§ WHAT YOU ARE ASKED TO DO
The answer should contain only the lines from the beginning of the entries through the line that holds "positive clicks: (553, 184)", given again exactly, with no pictures.

Collected data entries:
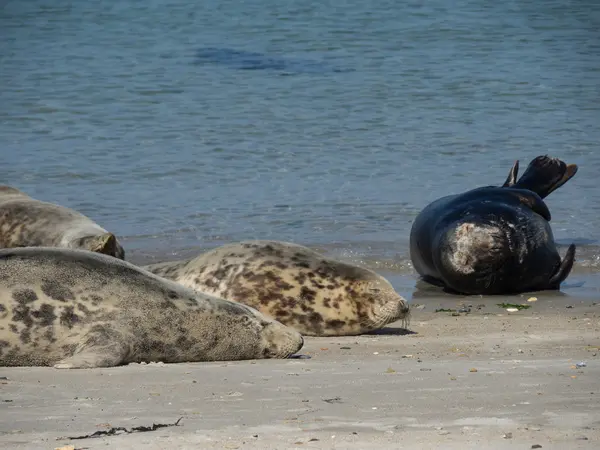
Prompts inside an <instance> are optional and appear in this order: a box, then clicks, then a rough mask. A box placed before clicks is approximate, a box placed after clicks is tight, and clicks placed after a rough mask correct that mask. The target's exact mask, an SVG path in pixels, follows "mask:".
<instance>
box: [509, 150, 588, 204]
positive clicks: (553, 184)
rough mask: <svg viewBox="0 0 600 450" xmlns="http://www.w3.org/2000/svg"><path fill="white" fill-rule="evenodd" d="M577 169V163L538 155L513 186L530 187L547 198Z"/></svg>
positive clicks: (550, 157)
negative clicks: (562, 160) (547, 197)
mask: <svg viewBox="0 0 600 450" xmlns="http://www.w3.org/2000/svg"><path fill="white" fill-rule="evenodd" d="M577 169H578V167H577V165H576V164H566V163H565V162H563V161H561V160H560V159H558V158H552V157H550V156H548V155H544V156H538V157H536V158H534V159H533V160H532V161H531V162H530V163H529V166H527V169H526V170H525V173H524V174H523V175H522V176H521V178H520V179H519V181H518V182H516V183H515V184H514V185H513V186H512V187H514V188H519V189H528V190H530V191H533V192H535V193H536V194H538V195H539V196H540V197H541V198H545V197H547V196H548V195H550V193H551V192H553V191H555V190H556V189H558V188H559V187H561V186H562V185H563V184H565V183H566V182H567V181H569V180H570V179H571V178H573V176H575V174H576V173H577Z"/></svg>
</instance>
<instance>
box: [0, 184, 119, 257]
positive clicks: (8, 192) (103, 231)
mask: <svg viewBox="0 0 600 450" xmlns="http://www.w3.org/2000/svg"><path fill="white" fill-rule="evenodd" d="M2 247H3V248H13V247H63V248H80V249H84V250H89V251H92V252H97V253H104V254H105V255H110V256H114V257H116V258H119V259H125V251H124V250H123V247H122V246H121V244H120V243H119V242H118V240H117V238H116V237H115V235H114V234H112V233H109V232H108V231H106V230H105V229H104V228H102V227H101V226H100V225H98V224H97V223H96V222H94V221H93V220H91V219H89V218H87V217H86V216H84V215H83V214H80V213H78V212H77V211H74V210H72V209H69V208H66V207H64V206H60V205H55V204H53V203H47V202H42V201H40V200H35V199H33V198H31V197H29V196H28V195H27V194H25V193H23V192H21V191H19V190H18V189H15V188H12V187H10V186H0V248H2Z"/></svg>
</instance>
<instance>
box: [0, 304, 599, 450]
mask: <svg viewBox="0 0 600 450" xmlns="http://www.w3.org/2000/svg"><path fill="white" fill-rule="evenodd" d="M527 298H528V296H518V297H507V298H501V297H500V298H490V297H488V298H480V297H469V298H467V299H466V301H465V299H464V298H459V297H450V296H444V297H435V296H425V297H424V298H419V297H418V296H417V297H415V298H413V300H412V304H413V315H412V319H411V321H410V324H409V326H408V330H407V329H403V328H401V324H399V323H397V324H393V325H391V326H388V327H386V328H385V329H383V330H381V332H379V333H377V334H373V335H365V336H357V337H344V338H307V339H306V343H305V346H304V348H303V349H302V351H301V354H302V355H305V356H310V359H308V358H306V359H288V360H263V361H240V362H226V363H197V364H164V365H163V364H160V363H159V364H154V363H152V364H148V365H138V364H135V365H129V366H123V367H115V368H110V369H93V370H74V371H58V370H54V369H51V368H0V376H2V377H6V378H7V379H2V380H0V383H2V384H0V388H1V391H0V392H1V394H0V401H1V403H0V423H1V426H0V446H1V447H2V448H11V449H54V448H59V447H62V446H68V445H73V448H79V449H84V448H86V449H98V448H106V447H107V446H108V447H112V448H119V449H129V448H131V449H134V448H145V449H165V448H177V449H181V448H195V449H197V448H203V449H204V448H206V449H224V448H225V449H236V448H239V449H247V448H256V449H287V448H290V449H300V448H312V449H317V448H319V449H321V448H322V449H367V448H377V449H397V448H411V449H412V448H414V449H440V448H444V449H470V448H473V449H475V448H492V449H504V448H507V449H508V448H510V449H529V448H543V449H567V448H568V449H579V448H581V449H588V448H589V449H592V448H598V447H599V446H600V442H599V441H600V383H599V380H600V364H599V360H600V357H599V356H598V355H599V354H600V305H597V304H594V303H592V302H590V301H585V300H577V299H573V298H572V297H562V296H556V295H551V294H549V295H547V296H545V295H537V298H538V301H536V302H527ZM515 299H519V300H520V302H522V303H524V304H529V305H531V308H530V309H528V310H521V311H519V312H514V313H509V312H507V311H505V310H504V309H503V308H500V307H498V306H496V304H497V303H500V302H501V301H503V300H504V301H508V302H511V303H514V302H515ZM469 305H471V307H470V309H471V312H470V313H457V312H456V310H457V309H459V310H460V309H461V308H462V309H463V310H465V309H466V310H468V309H469ZM442 307H443V308H446V309H451V310H453V311H454V312H435V310H436V309H439V308H442ZM453 314H454V315H453ZM456 314H458V315H456ZM579 362H584V363H585V367H577V365H576V364H577V363H579ZM180 417H181V418H182V420H181V421H180V423H179V426H176V427H166V428H161V429H157V430H155V431H150V432H138V433H132V434H119V435H115V436H108V437H100V438H89V439H81V440H74V439H68V437H69V436H71V437H74V436H81V435H87V434H91V433H94V432H96V431H101V430H104V431H106V430H109V429H110V428H111V427H125V428H128V429H129V428H131V427H135V426H141V425H143V426H151V425H152V424H153V423H162V424H166V423H173V422H175V421H176V420H177V419H179V418H180ZM61 437H63V438H64V439H57V438H61ZM532 446H541V447H532ZM67 448H69V447H67Z"/></svg>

§ ANSWER BELOW
Prompts inside an <instance> are optional and appear in this order: a box, then clicks, then a rough mask. A box placed before clicks is approximate, a box placed after clicks is tight, and clicks placed after a rough mask correct that mask. The target's exact mask, an SVG path in pixels, follows "mask:".
<instance>
box: [509, 150, 588, 204]
positive clicks: (553, 184)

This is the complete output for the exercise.